▶ [Task objective] Find every line in the records that contains the word "horse". Copy each of those lines out in full.
=======
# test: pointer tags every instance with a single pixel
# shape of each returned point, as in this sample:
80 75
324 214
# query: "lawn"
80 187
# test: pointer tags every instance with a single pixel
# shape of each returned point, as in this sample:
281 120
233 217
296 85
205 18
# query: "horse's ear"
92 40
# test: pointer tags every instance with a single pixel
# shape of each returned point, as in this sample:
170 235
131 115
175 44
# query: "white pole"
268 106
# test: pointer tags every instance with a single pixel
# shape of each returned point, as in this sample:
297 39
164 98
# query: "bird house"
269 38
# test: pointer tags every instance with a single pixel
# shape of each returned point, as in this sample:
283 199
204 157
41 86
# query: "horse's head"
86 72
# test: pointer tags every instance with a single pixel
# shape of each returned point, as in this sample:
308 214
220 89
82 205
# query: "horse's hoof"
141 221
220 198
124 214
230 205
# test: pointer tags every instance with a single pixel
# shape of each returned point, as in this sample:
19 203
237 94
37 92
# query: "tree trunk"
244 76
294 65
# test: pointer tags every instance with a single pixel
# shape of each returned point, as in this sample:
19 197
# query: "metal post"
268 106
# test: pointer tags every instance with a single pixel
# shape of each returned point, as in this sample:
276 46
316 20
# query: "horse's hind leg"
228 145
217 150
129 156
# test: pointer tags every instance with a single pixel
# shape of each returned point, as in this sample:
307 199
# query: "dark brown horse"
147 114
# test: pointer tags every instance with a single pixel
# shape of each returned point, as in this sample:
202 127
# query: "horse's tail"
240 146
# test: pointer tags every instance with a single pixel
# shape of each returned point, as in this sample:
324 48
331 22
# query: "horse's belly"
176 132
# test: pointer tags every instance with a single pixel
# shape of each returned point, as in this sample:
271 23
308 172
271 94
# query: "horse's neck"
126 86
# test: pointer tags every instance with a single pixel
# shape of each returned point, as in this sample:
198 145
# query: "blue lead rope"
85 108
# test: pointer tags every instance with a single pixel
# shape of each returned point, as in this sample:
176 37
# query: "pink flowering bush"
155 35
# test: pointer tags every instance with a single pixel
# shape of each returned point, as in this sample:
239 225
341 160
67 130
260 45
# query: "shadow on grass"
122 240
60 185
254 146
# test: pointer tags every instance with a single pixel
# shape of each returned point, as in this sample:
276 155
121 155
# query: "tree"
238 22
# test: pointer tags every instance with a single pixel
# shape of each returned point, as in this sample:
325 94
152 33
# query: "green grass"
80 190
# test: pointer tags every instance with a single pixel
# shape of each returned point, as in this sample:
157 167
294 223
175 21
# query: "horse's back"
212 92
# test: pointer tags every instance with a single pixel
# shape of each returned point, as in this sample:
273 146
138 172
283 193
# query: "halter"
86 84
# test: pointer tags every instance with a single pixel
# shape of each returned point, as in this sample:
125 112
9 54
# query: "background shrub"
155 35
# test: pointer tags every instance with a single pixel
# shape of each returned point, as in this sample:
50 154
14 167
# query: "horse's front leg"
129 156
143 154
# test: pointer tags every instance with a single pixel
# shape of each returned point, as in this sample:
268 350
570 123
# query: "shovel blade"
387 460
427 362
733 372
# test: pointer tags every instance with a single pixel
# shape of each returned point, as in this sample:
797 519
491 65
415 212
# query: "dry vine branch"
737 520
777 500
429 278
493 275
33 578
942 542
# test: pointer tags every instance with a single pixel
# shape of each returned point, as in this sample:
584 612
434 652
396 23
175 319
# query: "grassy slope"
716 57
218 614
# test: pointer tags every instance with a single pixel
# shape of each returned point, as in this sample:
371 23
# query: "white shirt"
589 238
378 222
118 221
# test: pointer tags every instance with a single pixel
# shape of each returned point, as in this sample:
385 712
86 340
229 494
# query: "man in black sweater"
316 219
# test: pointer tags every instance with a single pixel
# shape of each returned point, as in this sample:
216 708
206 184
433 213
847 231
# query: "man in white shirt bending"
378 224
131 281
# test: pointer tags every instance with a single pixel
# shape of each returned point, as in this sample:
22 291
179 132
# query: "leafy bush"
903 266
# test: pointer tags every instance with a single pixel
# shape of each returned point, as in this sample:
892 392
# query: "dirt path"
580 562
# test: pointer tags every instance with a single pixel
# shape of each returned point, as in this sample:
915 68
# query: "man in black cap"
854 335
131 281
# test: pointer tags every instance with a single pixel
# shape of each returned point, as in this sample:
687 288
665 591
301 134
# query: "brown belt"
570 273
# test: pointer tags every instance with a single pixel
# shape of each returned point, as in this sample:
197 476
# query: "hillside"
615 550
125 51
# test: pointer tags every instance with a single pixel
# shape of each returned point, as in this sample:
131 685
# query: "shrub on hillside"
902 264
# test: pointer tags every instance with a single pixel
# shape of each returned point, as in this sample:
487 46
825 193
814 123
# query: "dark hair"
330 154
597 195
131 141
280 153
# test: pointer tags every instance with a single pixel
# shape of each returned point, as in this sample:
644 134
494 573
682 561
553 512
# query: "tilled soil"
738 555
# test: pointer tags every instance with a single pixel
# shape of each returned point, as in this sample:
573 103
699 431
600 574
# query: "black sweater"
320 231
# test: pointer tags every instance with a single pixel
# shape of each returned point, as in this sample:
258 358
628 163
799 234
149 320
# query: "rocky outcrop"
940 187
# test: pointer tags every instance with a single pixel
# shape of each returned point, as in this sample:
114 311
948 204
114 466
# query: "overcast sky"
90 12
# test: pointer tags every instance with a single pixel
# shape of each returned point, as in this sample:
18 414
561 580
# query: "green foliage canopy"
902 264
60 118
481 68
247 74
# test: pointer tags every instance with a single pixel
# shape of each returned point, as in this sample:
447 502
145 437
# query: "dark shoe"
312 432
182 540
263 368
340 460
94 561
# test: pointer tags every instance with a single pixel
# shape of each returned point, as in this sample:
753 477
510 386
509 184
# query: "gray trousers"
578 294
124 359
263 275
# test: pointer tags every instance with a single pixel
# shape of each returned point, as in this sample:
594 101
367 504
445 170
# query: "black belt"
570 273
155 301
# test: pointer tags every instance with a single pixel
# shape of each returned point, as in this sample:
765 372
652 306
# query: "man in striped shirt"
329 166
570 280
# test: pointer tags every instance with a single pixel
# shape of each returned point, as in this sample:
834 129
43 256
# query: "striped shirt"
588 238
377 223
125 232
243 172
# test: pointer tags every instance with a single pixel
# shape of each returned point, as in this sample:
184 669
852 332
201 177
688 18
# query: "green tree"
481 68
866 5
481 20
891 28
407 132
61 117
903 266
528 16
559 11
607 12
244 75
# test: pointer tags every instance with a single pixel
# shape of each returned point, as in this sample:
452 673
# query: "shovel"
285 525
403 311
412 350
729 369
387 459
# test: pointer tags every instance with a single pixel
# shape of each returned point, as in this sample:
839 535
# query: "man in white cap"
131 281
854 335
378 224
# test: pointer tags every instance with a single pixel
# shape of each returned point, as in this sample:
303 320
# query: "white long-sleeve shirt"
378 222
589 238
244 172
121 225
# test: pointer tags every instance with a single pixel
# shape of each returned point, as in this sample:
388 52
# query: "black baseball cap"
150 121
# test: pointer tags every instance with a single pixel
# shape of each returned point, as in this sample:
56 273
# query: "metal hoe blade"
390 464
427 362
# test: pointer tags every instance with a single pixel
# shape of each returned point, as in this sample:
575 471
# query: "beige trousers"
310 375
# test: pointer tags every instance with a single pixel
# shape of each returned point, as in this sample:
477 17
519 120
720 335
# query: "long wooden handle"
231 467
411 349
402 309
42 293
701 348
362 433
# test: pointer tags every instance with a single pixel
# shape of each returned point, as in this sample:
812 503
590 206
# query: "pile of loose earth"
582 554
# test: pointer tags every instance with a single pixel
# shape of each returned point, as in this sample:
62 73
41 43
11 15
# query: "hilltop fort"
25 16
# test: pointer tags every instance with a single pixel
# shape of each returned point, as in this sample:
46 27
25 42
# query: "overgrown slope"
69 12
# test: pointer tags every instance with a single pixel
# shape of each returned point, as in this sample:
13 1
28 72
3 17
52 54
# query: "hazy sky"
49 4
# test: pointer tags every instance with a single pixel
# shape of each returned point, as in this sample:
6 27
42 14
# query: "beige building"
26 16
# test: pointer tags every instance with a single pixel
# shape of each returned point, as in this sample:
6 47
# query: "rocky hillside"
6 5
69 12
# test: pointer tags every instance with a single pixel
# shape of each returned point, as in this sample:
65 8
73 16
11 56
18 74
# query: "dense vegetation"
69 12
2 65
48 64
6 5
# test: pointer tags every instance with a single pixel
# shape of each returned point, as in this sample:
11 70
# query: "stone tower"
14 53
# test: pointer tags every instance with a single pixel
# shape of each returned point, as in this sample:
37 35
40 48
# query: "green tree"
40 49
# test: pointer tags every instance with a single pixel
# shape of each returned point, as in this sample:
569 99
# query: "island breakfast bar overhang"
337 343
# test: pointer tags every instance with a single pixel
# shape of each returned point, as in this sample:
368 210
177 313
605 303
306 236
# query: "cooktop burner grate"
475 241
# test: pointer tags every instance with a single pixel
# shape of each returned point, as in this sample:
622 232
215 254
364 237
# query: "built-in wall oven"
=======
▶ [Result of the exercise]
# query: "horse's ear"
# query: "horse's head"
# query: "horse's hoof"
# query: "horse's hind leg"
# query: "dark brown horse"
# query: "horse's tail"
# query: "horse's belly"
# query: "horse's neck"
# query: "horse's back"
# query: "horse's front leg"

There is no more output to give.